Excerpt:
══════════════════════════════
As once Adam was the "head" of mankind, (and we all fell in Adam) so now Jesus is the head of all the new creation. (In whom we are raised)

But particularly, when faced with trials especially, if "I" say to my soul "this trial is too great" but the Spirit testifies "I can do all things through Christ"...if I fall "back" to, and tell my soul this: "But Jesus _was_ God, it was different for him"...I believe I have lost something of the truth. (For I know I am not God)
We are told to take up our cross and follow. And it is there, precisely, (not that I become savior), but that I "know him".
Not as one who walked snapping his fingers and popping miracles, (simply as HE pleased, for there was a place he did not many mighty miracles) not as one who says..."gee, what a piece of cake"...but as a man submitted to God in all things...even and especially in all the weakness discovered in these words, "now is my soul troubled, even unto death". (I can testify that is truth, for in what little I have tasted, I see the One who consumed all of death, and vanquished it)

And it is there...with loud cries and tears, I see my Savior, made in ever way like me, but without sin, not diminished by being a man...but exalted now, because he poured out his soul, in obedience, even unto death.

I strongly believe that in every way, the Captain of our salvation came to show there is no shame in being weak, or even unknowing of all things, but indeed, when that weakness is submitted in truth to our God, all power is available. And in the admission of ignorance, comes light.

And to walk, in our great hope and joy of seeking, even as he walked.

The truth for the disciple now, is to see the one who became like us...as he is, even the one who testified, I was dead, but alive now forevermore.


----------



## Artfuldodger (Oct 24, 2012)

Israel said:


> I hate to say this in such utilitarian terms, but simply put, Jesus walking the earth as anything but the MAN of the spirit, becomes of little help to me. That is, a man filled with the Holy Spirit, relying on God his Father (and ours) at all times, for and through everything.
> Jesus testified that of himself he could do nothing. (I know a man like that).
> Jesus testified that he only did what he saw the Father doing, only spoke what he heard from his Father. (I know a man now who is instructed to keep his eyes on that faithful Savior, and now do only what he sees and hears of Jesus...by that same Holy Spirit)
> He testified he would be shown "greater things".
> ...



Very well said. I too know a man like that.


----------



## Artfuldodger (Oct 24, 2012)

barryl said:


> Just a short note concerning the "blanket theory" that you continuously use to spirtualize everything in the Word of God to wrest scripture out of context to line up with your "theory".  Matthew and Hebrews, as I have found out over the past few years, is used when it is plainly not applicable to Gentiles (it has a minimal spiritual application to us).   For example, your last post, Matthew 24 is plainly a tribulation, millenuium or 2nd Advent chapter.  Since you want to misapply scripture, I'm going to leave you with this one: Matthew Chapter 15:13-14 KJV 1611 AV  -Jesus, speaking to his disciples who were Jews:  13: "But he answered and said, every  plant, which my heavenly Father hath not planted, shall be rooted up. 14: Let them alone;  they be blind leaders of the blind. And if the blind lead the blind, both shall fall into the ditch."  My advice to you is to find you another "spiritual leader'. II Tim. 2:15 This is why so many so called born again believers dodge this verse of Scripture  - "rightly divding the word of truth".
══════════════════════════════
Supplied information:

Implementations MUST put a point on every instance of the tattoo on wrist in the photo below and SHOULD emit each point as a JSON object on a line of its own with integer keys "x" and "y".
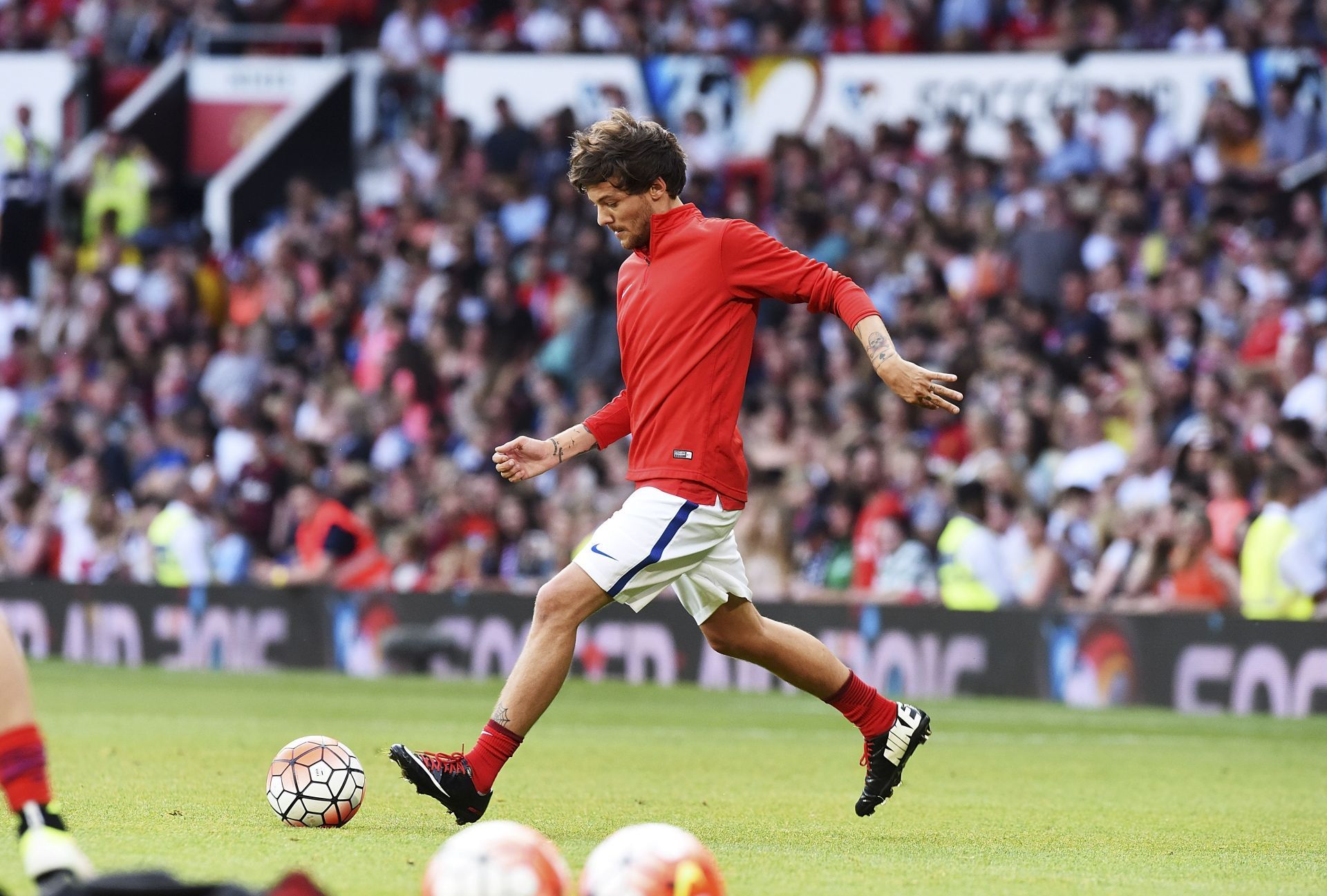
{"x": 879, "y": 349}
══════════════════════════════
Task instructions:
[A] Reproduce word for word the part of the thread starting with "The truth for" and going on through "man like that).".
[B] In the thread, which chapter of Matthew does barryl call plainly a tribulation chapter?

Task-by-task answers:
[A]
The truth for the disciple now, is to see the one who became like us...as he is, even the one who testified, I was dead, but alive now forevermore.


----------



## Artfuldodger (Oct 24, 2012)

Israel said:


> I hate to say this in such utilitarian terms, but simply put, Jesus walking the earth as anything but the MAN of the spirit, becomes of little help to me. That is, a man filled with the Holy Spirit, relying on God his Father (and ours) at all times, for and through everything.
> Jesus testified that of himself he could do nothing. (I know a man like that).

[B] Matthew 24.